[Start of Attachment]

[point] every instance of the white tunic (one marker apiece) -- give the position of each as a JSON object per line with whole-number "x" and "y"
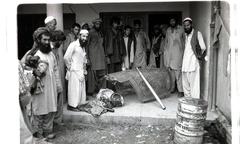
{"x": 190, "y": 62}
{"x": 126, "y": 61}
{"x": 75, "y": 59}
{"x": 46, "y": 102}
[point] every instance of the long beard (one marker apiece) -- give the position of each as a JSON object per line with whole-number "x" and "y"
{"x": 83, "y": 43}
{"x": 188, "y": 31}
{"x": 45, "y": 48}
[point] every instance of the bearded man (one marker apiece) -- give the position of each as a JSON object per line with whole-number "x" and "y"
{"x": 75, "y": 60}
{"x": 44, "y": 105}
{"x": 173, "y": 54}
{"x": 194, "y": 53}
{"x": 97, "y": 57}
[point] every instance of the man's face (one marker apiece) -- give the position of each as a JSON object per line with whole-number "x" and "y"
{"x": 156, "y": 31}
{"x": 172, "y": 22}
{"x": 57, "y": 44}
{"x": 127, "y": 31}
{"x": 97, "y": 25}
{"x": 137, "y": 27}
{"x": 83, "y": 39}
{"x": 187, "y": 27}
{"x": 52, "y": 25}
{"x": 44, "y": 43}
{"x": 76, "y": 30}
{"x": 45, "y": 40}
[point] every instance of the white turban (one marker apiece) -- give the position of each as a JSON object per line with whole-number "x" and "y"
{"x": 187, "y": 19}
{"x": 48, "y": 19}
{"x": 84, "y": 31}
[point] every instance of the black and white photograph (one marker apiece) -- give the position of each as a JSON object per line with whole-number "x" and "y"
{"x": 129, "y": 72}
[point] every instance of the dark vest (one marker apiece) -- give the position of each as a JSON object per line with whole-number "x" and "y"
{"x": 196, "y": 47}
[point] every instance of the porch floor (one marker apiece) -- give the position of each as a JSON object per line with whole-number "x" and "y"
{"x": 133, "y": 112}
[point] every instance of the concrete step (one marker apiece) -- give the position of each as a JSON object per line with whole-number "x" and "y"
{"x": 133, "y": 113}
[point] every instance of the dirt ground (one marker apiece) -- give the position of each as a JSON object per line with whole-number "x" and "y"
{"x": 122, "y": 134}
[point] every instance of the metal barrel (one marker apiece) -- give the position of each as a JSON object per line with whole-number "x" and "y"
{"x": 191, "y": 115}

[End of Attachment]

**Activity:** Exactly reproduce the lines that run from the line with "[point] every instance of the dirt" through the last line of the records, inclusive.

**Solution to this exercise:**
[point] every instance of the dirt ground (one marker apiece) -- give the position of each as a JSON object per line with whole-number "x" and "y"
{"x": 122, "y": 134}
[point] every instance of the metal barrel (one marker apiece) -- give the position of each as a JSON object per line with whole-number "x" and "y"
{"x": 191, "y": 115}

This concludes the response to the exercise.